My trip was carefully arranged by the daughter of Mr Toisho, who put me up, fed and watered me, in exchange for my work on his field. Needless to say, it was a great and truly Japanese opportunity.

When I arrived in town called Maebashi, Mr Tiosho was already waiting to pick me up in his little van, accompanied by his faithful comrade, a charming sausage dog called Chico. Mr Toisho readily offered me a drink similar to IceTea in a plastic bottle, but hot (!). I thought it was really nice of him to offer me a hot drink after a long journey.
We arrived at his house in the village, where accordingly to Toisho's plan (I suppose) we started preparing dinner. We had pork, fresh cabbage salad (a very popular vegetable in Japan) and rice. On the TV there was a transmission of a Sumo match. Rice, chopsticks, Sumo - I felt Japan with every cell of my body.

The next day was Monday and serious work started. I began with cutting the leeks to a certain size so that they would fit in carton boxes. It was January, and it was very cold (even though the temperature was above zero), but the sun was shining continuously and indoors it felt like blissful summer.
For lunch Mr Toisho ordered Japanese take away. It was a lovely wooden box with compartments for different bits and pieces of food. A bit of meat, fish, some algae in strange colours and obviously rice. And the same continued day after day.

·····

* Aim of the exercise: According to the travel account, what was the writer's first job when serious work started on Monday?

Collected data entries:
·····

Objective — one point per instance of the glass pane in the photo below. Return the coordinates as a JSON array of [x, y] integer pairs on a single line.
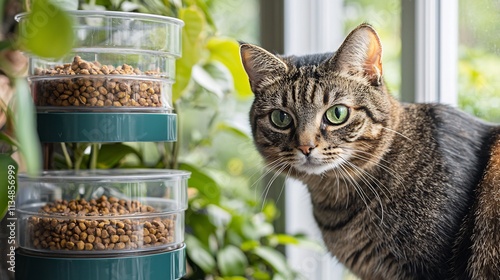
[[479, 58]]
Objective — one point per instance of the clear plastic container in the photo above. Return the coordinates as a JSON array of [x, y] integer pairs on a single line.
[[135, 53], [102, 211]]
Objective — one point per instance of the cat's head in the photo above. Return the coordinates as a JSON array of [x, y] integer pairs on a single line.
[[320, 112]]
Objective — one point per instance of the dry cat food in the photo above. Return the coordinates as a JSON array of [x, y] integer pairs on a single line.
[[81, 229], [105, 89]]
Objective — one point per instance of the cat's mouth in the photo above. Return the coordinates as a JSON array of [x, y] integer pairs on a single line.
[[314, 165]]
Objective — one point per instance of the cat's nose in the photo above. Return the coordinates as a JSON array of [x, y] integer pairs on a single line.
[[306, 149]]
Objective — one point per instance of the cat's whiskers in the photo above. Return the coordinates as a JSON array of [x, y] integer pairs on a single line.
[[368, 179], [353, 182], [398, 133], [377, 161], [282, 166]]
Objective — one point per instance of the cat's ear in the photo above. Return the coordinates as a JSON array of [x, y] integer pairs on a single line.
[[360, 54], [262, 67]]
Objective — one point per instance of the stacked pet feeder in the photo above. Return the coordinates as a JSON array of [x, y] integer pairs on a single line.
[[115, 86]]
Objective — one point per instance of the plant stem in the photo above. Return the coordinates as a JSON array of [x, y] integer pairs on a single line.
[[175, 146], [69, 163], [94, 151]]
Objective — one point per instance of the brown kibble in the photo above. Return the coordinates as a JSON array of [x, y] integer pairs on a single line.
[[119, 246], [83, 233], [115, 238], [89, 246], [99, 246], [54, 92], [84, 65], [80, 245], [124, 238]]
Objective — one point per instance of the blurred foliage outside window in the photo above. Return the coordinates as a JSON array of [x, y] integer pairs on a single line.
[[479, 58]]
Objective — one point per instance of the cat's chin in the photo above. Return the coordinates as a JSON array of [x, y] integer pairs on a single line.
[[314, 169]]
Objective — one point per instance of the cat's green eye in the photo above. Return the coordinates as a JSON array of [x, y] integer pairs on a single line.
[[281, 119], [337, 114]]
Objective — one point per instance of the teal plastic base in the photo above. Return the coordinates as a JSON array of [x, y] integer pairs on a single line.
[[154, 266], [106, 127]]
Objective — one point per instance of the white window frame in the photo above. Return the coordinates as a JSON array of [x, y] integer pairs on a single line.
[[429, 60]]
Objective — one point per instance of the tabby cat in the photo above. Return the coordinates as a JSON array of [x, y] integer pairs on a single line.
[[399, 191]]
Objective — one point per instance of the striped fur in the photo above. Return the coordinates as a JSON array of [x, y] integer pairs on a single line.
[[399, 191]]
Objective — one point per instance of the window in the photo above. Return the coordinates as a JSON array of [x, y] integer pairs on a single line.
[[479, 58]]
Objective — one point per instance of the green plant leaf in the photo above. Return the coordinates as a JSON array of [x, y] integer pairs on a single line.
[[8, 184], [25, 125], [249, 245], [232, 128], [111, 154], [227, 51], [194, 24], [214, 77], [199, 254], [231, 261], [206, 186], [47, 31], [275, 259]]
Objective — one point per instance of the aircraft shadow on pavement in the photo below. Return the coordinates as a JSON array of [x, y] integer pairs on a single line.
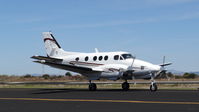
[[51, 91]]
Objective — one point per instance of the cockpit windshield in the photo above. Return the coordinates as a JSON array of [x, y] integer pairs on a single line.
[[127, 56]]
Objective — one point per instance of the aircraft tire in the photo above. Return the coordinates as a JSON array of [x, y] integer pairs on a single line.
[[125, 86], [92, 87], [153, 87]]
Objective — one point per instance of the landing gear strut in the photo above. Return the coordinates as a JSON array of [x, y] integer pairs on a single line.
[[92, 86], [125, 86], [153, 86]]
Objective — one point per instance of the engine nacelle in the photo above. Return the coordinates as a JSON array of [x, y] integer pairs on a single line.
[[111, 75]]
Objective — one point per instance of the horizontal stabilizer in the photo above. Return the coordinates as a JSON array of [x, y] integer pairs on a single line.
[[166, 64]]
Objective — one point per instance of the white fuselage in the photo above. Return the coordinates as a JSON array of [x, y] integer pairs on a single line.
[[110, 63]]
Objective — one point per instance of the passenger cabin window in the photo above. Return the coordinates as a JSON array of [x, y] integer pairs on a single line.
[[116, 57], [127, 56], [100, 58], [77, 59], [86, 58], [94, 58], [106, 58]]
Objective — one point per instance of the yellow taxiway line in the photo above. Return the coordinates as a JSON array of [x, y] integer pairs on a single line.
[[104, 101]]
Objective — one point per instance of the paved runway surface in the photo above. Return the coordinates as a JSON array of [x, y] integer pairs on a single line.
[[82, 100]]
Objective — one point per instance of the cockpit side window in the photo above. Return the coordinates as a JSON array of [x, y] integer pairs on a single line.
[[127, 56]]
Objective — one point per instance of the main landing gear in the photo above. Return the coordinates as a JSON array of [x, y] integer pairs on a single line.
[[92, 86], [125, 86]]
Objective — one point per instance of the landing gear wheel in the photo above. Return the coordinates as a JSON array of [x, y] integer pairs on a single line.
[[92, 87], [125, 86], [153, 87]]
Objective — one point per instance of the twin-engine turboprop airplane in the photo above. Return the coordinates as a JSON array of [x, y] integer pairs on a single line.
[[109, 65]]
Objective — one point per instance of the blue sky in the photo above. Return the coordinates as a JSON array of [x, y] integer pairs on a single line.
[[148, 29]]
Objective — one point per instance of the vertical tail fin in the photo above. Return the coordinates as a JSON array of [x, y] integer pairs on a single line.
[[53, 49]]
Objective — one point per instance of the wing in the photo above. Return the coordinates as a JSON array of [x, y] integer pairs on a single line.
[[57, 63]]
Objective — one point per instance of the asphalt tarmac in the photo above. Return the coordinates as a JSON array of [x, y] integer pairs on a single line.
[[104, 100]]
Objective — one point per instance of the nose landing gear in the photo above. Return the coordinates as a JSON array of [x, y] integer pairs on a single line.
[[92, 86], [153, 86], [125, 86]]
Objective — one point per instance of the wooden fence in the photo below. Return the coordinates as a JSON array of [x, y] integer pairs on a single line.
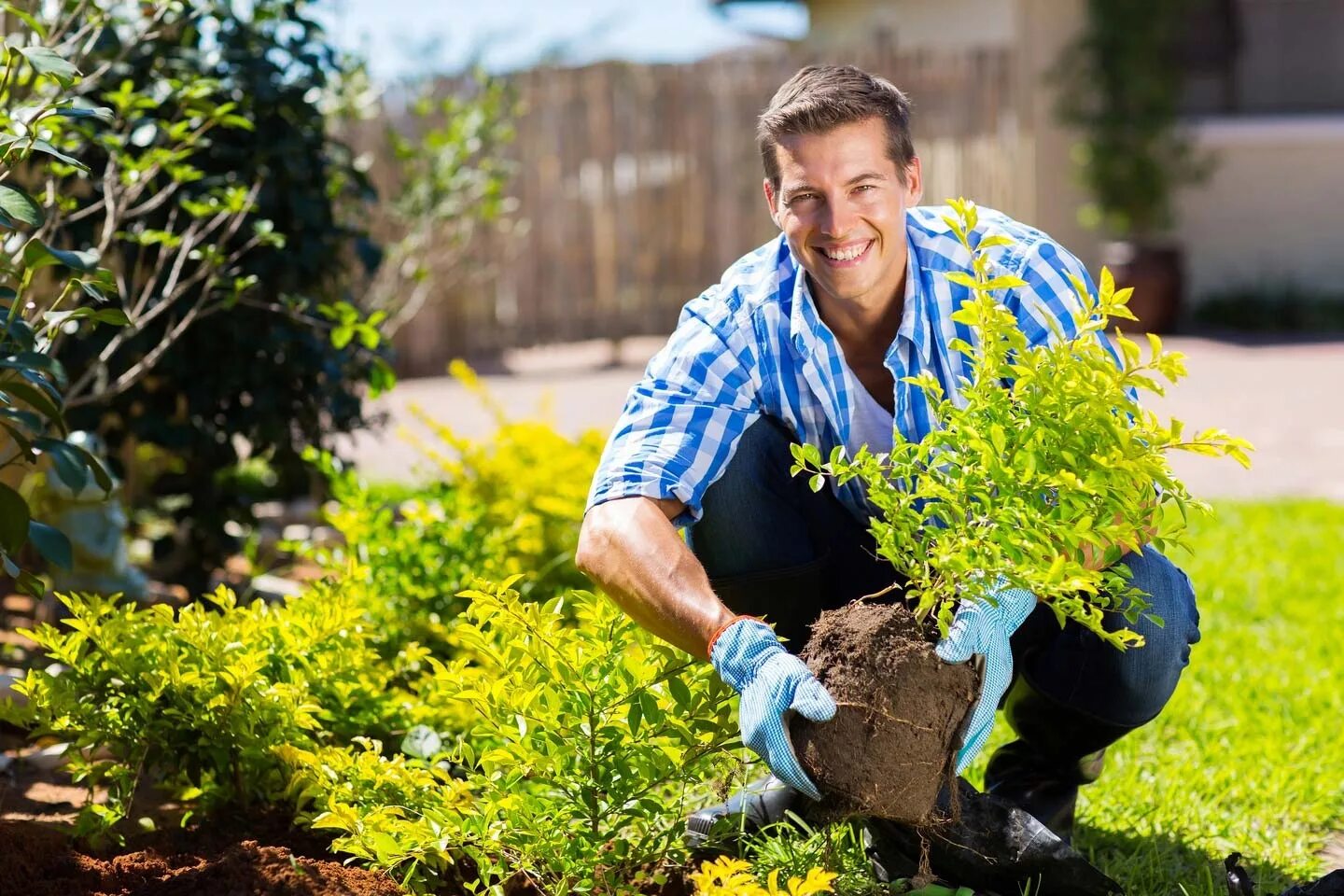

·····

* Output: Cutting leeks to a certain size so they would fit in carton boxes.